● INSTRUCCIONES DE LA TAREA
Prolonga el extracto sobre las primeras guerras de expansión de Estados Unidos y retómalo justo después de su última oración.

Tras su precoz independencia de los británicos (1789), Estados Unidos emprendió su primera guerra de agresión mordiendo la espalda polvorienta de su vecino más débil, el también emancipado México. En solo dos años (1846-1848), las tropas al mando de Scott y Taylor ablandaron a cañonazos no solo la extensa franja situada al norte del río Grande, sino también el puerto de Veracruz y la capital azteca, donde plantaron su bandera ensombreciendo el Palacio de Chapultepec. Con ello, James Polk, el presidente de entonces, coronaba con laureles el llamado Destino Manifiesto, es decir, la inferida predeterminación estadounidense a convertirse en una república continental, que mojara sus pies en dos océanos al mismo tiempo.


Década y media después, el país a caballo que se había adueñado del 55% de México, se enfrentó consigo mismo en la guerra entre esclavistas y abolicionistas. El saldo de las dos arremetidas es bastante dispar: en Palo Alto o Cerro Gordo solo murieron 1.733 invasores, mientras en el choque entre confederados y yanquis cayó un millón y medio de soldados.


Ambos episodios explican lo que sigue. En 1897, William McKinley se convirtió en el presidente número 25 de los Estados Unidos. Llegaba a la Casa Blanca desgarrado por sus heridas de guerra. En la unidad de infantería de Ohio, enfrentando a los secesionistas, había padecido la suma de todos los horrores. Consciente de ser el primer gobernante norteamericano del siglo XX, McKinley llegaba seguro de que bajo su tutela, no se regaría ni una sola gota más de sangre.

Sus cálculos fallaron. El jefe anti-belicista parecía más bien condenado a inaugurar una era imperial. Cuando el primer día de mayo de 1898 el almirante George Dewey ingresó en el buque Olimpia a la bahía de Manila, capital de las Filipinas, la flota naval estadounidense solo tuvo que lamentar una sola baja. Y es que la primera guerra en ultramar ordenada desde Washington contra el ya decrépito imperio español fue un paseo similar a la expedición contra México.


El llamado siglo americano se anticipaba con el envío de tropas más allá de sus playas. La nueva potencia adquiría, en febrero de 1899, sus primeras colonias arrebatadas a los españoles. Para reunificar y cohesionar al país, McKinley puso al mando de los batallones imperiales a los generales confederados derrotados en 1865. Una heridas curaban otras.

● REGISTROS DE DATOS

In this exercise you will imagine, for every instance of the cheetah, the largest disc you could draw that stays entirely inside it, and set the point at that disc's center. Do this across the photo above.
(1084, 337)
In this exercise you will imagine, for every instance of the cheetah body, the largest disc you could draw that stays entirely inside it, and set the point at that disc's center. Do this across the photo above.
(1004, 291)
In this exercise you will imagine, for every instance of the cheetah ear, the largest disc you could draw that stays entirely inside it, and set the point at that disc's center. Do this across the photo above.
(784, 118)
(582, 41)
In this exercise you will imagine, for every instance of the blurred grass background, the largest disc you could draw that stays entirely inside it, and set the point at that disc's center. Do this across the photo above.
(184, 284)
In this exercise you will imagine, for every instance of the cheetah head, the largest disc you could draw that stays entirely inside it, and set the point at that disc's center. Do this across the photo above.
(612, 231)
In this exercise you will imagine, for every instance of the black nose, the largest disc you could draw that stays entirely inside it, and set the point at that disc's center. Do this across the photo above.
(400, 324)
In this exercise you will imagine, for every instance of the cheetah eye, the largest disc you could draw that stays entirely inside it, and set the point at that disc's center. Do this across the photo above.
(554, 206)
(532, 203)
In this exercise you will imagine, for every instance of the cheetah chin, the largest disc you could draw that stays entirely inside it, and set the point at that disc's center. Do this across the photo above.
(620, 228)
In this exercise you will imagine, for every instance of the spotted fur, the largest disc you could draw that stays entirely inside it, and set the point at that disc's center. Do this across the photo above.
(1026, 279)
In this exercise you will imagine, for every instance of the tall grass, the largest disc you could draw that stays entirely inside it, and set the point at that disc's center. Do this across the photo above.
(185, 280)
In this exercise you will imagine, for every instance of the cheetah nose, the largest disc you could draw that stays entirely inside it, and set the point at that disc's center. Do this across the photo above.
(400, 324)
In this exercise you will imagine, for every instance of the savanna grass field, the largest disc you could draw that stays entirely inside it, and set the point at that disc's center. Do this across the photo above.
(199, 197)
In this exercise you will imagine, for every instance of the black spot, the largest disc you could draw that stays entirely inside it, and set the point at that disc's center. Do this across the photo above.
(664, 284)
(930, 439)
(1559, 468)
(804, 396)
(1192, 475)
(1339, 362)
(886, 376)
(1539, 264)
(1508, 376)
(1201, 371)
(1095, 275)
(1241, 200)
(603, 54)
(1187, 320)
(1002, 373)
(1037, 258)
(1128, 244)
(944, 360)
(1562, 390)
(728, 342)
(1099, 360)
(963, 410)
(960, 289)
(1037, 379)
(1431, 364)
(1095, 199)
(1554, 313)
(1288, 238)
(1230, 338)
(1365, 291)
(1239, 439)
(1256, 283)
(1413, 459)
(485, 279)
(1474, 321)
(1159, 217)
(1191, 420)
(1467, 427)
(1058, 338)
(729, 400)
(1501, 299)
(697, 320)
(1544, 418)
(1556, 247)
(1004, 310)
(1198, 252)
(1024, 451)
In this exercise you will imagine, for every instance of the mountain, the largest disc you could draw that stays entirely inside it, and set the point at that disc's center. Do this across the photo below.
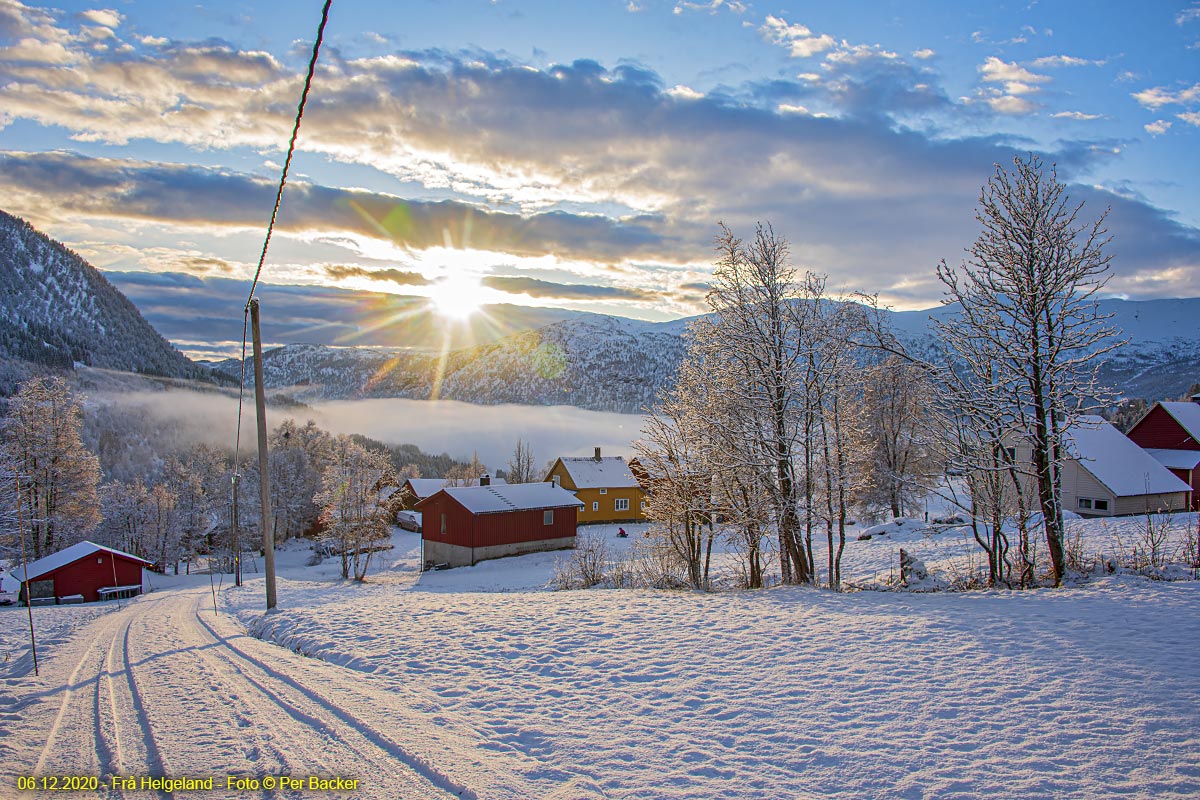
(59, 311)
(611, 364)
(597, 362)
(196, 311)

● RESULTADO FINAL
¿Alguna novedad? Sí. Por primera vez, una región del mundo que 110 años antes había sido una colonia, heredaba el dominio de una población distante en un territorio remoto. Pero la auténtica novedad es otra. Y es que, como reacción a tanta trágica desviación, el 15 de junio de 1898, en un teatro de Boston, un grupo de ciudadanos notables fundaba la llamada Liga Antiimperialista. Respaldados por la fortuna del rey del acero, Andrew Carnegie, gente influyente de toda la unión coincidió con un diagnóstico: “una nación que oprime a otra, no puede ser libre”. Recordando al único marinero muerto en la ocupación naval de Manila, los antiimperialistas gringos acuñaron una frase punzante: “un muerto y con él, todas nuestras instituciones”.


En 1899, Estados Unidos se convertía así en imperio “por accidente” (no por diseño), envileciendo sus ideales constitucionales con maniobras acuáticas lejos de su jurisdicción. El sometimiento directo de Las Filipinas, la anexión de Guam y Puerto Rico y la tutela sobre Cuba pusieron en apronte a los antiimperialistas, pero también a los senadores Hoar y Teller, que lucharon para evitar que su país cayera preso del mismo delirio expansionista de japoneses, rusos, franceses o británicos.


Se equivoca quien crea que aquellos antiimperialistas eran unos locos marginales. El citado senador Teller introdujo una enmienda legal que ese mismo 1898 prohibía al gobierno federal estadounidense seguir controlando Cuba cuando ésta se hiciera independiente. Por desgracia, en 1901 se impuso la enmienda opuesta conocida por el apellido Platt. Con ella Estados Unidos se daba el derecho de intervenir si la isla resultaba mal gobernada. Otro hecho que a veces olvidamos es que la enmienda Platt fue abrogada en 1934 por el presidente Franklin Roosevelt, otro connotado antiimperialista yanqui como lo fue Woodrow Wilson, cuatro periodos antes.


Quizás como latinoamericanos nos toque algún día rendir homenaje a los estadounidenses que solo por dos votos perdieron la votación en el senado que terminó aprobando el inicio de la era imperial en su país. Moraleja: si algo escaseó siempre en Estados Unidos es la unanimidad y el acatamiento ciego.